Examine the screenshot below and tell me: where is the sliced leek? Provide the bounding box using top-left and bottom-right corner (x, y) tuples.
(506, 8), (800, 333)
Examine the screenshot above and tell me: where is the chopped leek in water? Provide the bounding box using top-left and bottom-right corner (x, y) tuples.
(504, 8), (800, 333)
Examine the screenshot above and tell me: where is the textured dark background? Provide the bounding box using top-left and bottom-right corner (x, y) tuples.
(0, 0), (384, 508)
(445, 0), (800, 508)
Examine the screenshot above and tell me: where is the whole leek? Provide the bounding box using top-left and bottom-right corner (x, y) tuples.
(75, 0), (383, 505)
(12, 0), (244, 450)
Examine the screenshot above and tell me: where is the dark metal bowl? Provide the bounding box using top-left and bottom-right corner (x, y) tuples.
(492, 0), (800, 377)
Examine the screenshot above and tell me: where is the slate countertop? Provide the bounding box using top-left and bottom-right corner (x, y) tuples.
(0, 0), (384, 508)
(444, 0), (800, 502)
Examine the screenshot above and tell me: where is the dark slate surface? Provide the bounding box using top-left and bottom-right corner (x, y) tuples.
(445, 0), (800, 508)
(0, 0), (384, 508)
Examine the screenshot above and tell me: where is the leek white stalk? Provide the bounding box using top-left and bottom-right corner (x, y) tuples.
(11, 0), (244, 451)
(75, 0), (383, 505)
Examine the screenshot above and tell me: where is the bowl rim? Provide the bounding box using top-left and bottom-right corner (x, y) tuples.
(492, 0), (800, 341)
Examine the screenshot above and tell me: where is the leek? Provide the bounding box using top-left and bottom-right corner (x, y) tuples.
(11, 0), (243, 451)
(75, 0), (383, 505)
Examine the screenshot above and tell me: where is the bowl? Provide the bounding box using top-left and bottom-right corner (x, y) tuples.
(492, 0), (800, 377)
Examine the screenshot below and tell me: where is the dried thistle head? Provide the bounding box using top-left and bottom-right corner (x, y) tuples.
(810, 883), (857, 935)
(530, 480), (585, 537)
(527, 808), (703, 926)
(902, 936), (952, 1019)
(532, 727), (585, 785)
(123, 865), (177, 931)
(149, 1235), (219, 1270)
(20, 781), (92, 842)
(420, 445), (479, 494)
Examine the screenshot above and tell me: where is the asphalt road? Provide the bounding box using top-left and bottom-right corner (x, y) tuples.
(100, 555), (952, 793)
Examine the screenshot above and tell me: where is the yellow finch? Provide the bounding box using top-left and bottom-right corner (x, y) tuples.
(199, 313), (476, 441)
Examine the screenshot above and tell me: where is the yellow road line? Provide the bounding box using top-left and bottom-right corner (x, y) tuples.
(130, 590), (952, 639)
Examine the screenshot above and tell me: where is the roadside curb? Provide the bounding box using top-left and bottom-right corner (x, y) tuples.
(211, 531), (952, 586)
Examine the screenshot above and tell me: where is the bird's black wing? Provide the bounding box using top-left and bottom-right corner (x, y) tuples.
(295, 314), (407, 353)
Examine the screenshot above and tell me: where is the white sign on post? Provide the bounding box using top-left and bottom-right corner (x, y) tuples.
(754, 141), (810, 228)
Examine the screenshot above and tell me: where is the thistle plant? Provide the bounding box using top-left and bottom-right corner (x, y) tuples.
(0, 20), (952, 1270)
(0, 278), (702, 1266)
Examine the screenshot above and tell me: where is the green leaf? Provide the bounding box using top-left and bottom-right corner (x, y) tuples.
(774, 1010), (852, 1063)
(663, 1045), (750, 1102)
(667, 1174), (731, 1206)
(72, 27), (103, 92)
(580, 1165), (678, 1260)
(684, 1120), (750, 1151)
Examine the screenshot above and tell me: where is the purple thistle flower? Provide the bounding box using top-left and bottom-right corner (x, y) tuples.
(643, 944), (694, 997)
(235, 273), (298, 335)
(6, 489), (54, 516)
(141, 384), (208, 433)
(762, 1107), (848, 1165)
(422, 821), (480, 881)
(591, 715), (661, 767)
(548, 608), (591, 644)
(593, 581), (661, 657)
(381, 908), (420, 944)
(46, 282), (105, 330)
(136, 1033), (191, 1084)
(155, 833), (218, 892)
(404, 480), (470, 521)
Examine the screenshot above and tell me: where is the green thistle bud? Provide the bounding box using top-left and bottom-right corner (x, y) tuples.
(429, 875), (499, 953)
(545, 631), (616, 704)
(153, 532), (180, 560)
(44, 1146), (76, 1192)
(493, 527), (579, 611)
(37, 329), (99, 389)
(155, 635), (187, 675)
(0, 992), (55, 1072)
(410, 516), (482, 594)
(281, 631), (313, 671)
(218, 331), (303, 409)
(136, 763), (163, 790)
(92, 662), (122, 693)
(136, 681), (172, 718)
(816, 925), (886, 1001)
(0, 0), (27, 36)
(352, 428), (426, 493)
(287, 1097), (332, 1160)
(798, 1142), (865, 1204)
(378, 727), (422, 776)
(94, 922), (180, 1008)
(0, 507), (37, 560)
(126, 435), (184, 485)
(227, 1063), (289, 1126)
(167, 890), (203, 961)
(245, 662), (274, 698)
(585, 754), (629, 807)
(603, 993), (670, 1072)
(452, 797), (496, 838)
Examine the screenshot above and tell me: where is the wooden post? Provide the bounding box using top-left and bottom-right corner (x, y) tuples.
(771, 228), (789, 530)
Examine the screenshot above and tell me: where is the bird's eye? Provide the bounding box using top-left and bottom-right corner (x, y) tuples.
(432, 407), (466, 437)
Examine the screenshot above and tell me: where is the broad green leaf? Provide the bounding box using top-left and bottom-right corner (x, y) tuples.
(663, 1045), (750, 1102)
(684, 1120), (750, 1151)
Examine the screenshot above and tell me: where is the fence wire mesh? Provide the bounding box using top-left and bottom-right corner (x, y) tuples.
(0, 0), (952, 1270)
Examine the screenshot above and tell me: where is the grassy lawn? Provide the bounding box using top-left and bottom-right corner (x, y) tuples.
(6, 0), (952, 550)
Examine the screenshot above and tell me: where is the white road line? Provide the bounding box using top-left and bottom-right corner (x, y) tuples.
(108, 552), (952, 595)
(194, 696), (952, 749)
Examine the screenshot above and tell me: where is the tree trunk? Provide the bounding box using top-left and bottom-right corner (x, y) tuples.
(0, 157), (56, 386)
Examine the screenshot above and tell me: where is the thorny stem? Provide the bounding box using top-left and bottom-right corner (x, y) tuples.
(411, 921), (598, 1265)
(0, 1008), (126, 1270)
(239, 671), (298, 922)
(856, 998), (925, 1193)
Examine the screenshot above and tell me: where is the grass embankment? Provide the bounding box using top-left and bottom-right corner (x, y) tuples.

# # # #

▶ _Task goal_
Copy out every one of the entries above, word for word, with no changes.

▶ _Result for this task_
Examine the screenshot below and tell me: where is the sliced leek? Provide the bounding box using top-left and bottom-right corner (x, y) tuples.
(506, 8), (800, 333)
Examine the screenshot above and tell me: where is the chopped leek in water? Provide the bounding box using top-left and bottom-right corner (x, y) tuples.
(504, 8), (800, 333)
Examine the screenshot above and tell me: where is the textured dark background? Provide the bounding box using top-left and bottom-right corner (x, y) tuples.
(0, 0), (384, 508)
(445, 0), (800, 508)
Examine the screenshot above and tell me: where is the whole leek? Provide the bounding box using top-left and bottom-right corner (x, y) tuples.
(75, 0), (383, 505)
(12, 0), (244, 450)
Examine the screenshot above and tell me: where is the dark metal bowl? Provide the bounding box using top-left and bottom-right corner (x, y) tuples.
(492, 0), (800, 377)
Examine the screenshot above and tell me: where is the slate countertop? Provide the bounding box using top-left and bottom-right corner (x, y) tuples.
(0, 0), (384, 508)
(444, 0), (800, 502)
Examine the screenshot above and tell me: where is the dark slate surface? Provide the bounding box using top-left and bottom-right corner (x, y) tuples.
(445, 0), (800, 508)
(0, 0), (384, 508)
Examine the screenshot above and tell me: where is the leek white stalk? Provide the bounding box using top-left and bottom-right corner (x, y) tuples.
(11, 0), (244, 451)
(75, 0), (383, 505)
Examine the screenshot above and tell me: where is the bowl rim? Provide the bounding box using top-left and bottom-right corner (x, y) tuples.
(492, 0), (800, 341)
Examine the screenshot above and tell me: where is the leek? Provide the bounding box using top-left and bottom-right corner (x, y) tuples.
(11, 0), (243, 451)
(75, 0), (383, 505)
Examine the screenshot above and tell me: where is the bowl? Provide the bounding box using top-left and bottom-right corner (x, y) tuples.
(492, 0), (800, 377)
Examine the screenshot below and tell me: where is the dried thistle head? Provide the bounding box using top-left and bottom-right corner (x, y) tuples.
(810, 883), (857, 935)
(530, 480), (585, 537)
(527, 808), (703, 926)
(902, 936), (952, 1019)
(532, 727), (585, 785)
(123, 865), (177, 931)
(149, 1235), (219, 1270)
(20, 781), (92, 842)
(420, 445), (479, 494)
Examine the screenshot above and tell me: where is the asphalt road? Provide the bounding box using top-left and bottom-right corner (x, y) tuples.
(100, 555), (952, 793)
Examine the screenshot above and tell me: where is the yellow finch? Provide the bounding box using top-left and bottom-right corner (x, y) tuples.
(199, 313), (476, 441)
Examine the screenshot above and tell me: where is the yellow road line? Provide the bounding box using top-left and bottom-right corner (x, y) tuples.
(130, 590), (952, 639)
Examine the screenshot above and tell me: where is the roadside curb? Provide the bounding box using top-left and bottom-right corner (x, y) tuples.
(211, 531), (952, 586)
Examine the screenshot above and tell me: where is the bird's black wing? Provide the bounding box using top-left and bottom-right corner (x, y) tuples.
(295, 314), (407, 353)
Examine the screenshot above and tell me: where is the white sign on post? Provide the bounding box using top-left and bottom-right corner (x, y) tuples.
(754, 141), (810, 228)
Examine the screenshot above and tell me: where is the thistle plant? Provide the bounding box using top-left and bottom-right corner (x, y) tuples.
(0, 20), (952, 1270)
(0, 278), (702, 1266)
Examine the screenshot above and tell me: where is the green leaf? Provide the bounding box using top-left and bottom-right corner (x, y) tuples.
(774, 1010), (852, 1063)
(663, 1045), (750, 1102)
(667, 1174), (731, 1206)
(72, 27), (103, 92)
(580, 1165), (678, 1260)
(684, 1120), (750, 1151)
Examine the screenshot above and tell me: where is the purple thistle flower? Provide the bounding box using top-left and bottom-right corner (x, y) tuples.
(643, 944), (694, 997)
(235, 273), (298, 335)
(6, 489), (54, 516)
(141, 384), (208, 433)
(762, 1107), (848, 1165)
(422, 821), (480, 881)
(591, 715), (661, 767)
(548, 608), (591, 644)
(593, 581), (661, 657)
(381, 908), (420, 944)
(46, 282), (105, 330)
(136, 1033), (191, 1084)
(155, 833), (218, 892)
(404, 480), (470, 521)
Examine the screenshot above and tell me: where is the green thistle bud? Provide the bounding box using top-left and bottom-right corner (x, y) tuples.
(429, 875), (499, 953)
(545, 631), (616, 704)
(153, 532), (180, 560)
(44, 1146), (76, 1192)
(493, 527), (579, 611)
(37, 329), (99, 389)
(155, 635), (187, 675)
(0, 992), (55, 1072)
(410, 516), (482, 594)
(281, 631), (313, 671)
(218, 331), (303, 409)
(136, 763), (163, 790)
(92, 662), (122, 693)
(136, 681), (172, 718)
(816, 925), (886, 1001)
(0, 0), (27, 36)
(352, 428), (426, 493)
(287, 1097), (332, 1160)
(798, 1142), (865, 1204)
(378, 727), (422, 776)
(94, 922), (180, 1008)
(0, 507), (37, 560)
(126, 435), (184, 485)
(227, 1063), (289, 1126)
(167, 890), (203, 961)
(245, 662), (274, 698)
(585, 754), (629, 807)
(603, 993), (670, 1072)
(452, 797), (496, 838)
Examine the screenshot above and tell me: where is the wooden post? Provide the bounding box using top-left and bottom-right corner (x, y) tuples.
(771, 228), (789, 530)
Examine the screenshot above and tell me: where is the bird's eye? Provide the bounding box using top-left and bottom-right corner (x, y) tuples.
(432, 407), (466, 437)
Examine the screenshot above and tell me: where is the broad green leaf? Provide the bounding box using top-left and bottom-right corner (x, y) tuples.
(663, 1045), (750, 1102)
(684, 1120), (750, 1151)
Examine the screenshot above and tell me: where is the fence wire mesh? Provide the bounding box using top-left and bottom-right corner (x, y) tuples.
(0, 0), (952, 1270)
Examine the screenshot above and tell me: where is the grassy lawn? Provide the bounding box using top-left and bottom-right corner (x, y) tuples.
(6, 0), (952, 550)
Examine the screenshot above and tell me: where is the white road line? Provide the bounding box using top-left and bottom-right corner (x, y) tuples.
(108, 552), (952, 595)
(194, 696), (952, 749)
Examine the screenshot above and tell me: where is the tree trunk? Provide the bounding box using top-left and bottom-right corner (x, y) tuples.
(0, 157), (56, 386)
Examine the screenshot above and tell me: where is the thorny stem? Provide the bounding box using top-left and bottom-right corner (x, y) tuples.
(411, 921), (598, 1265)
(0, 1008), (126, 1270)
(239, 671), (298, 922)
(856, 998), (925, 1193)
Examine the screenshot above and tell me: where is the grass embankment? Provide the bounding box using top-left and bottom-right corner (x, y) tuples.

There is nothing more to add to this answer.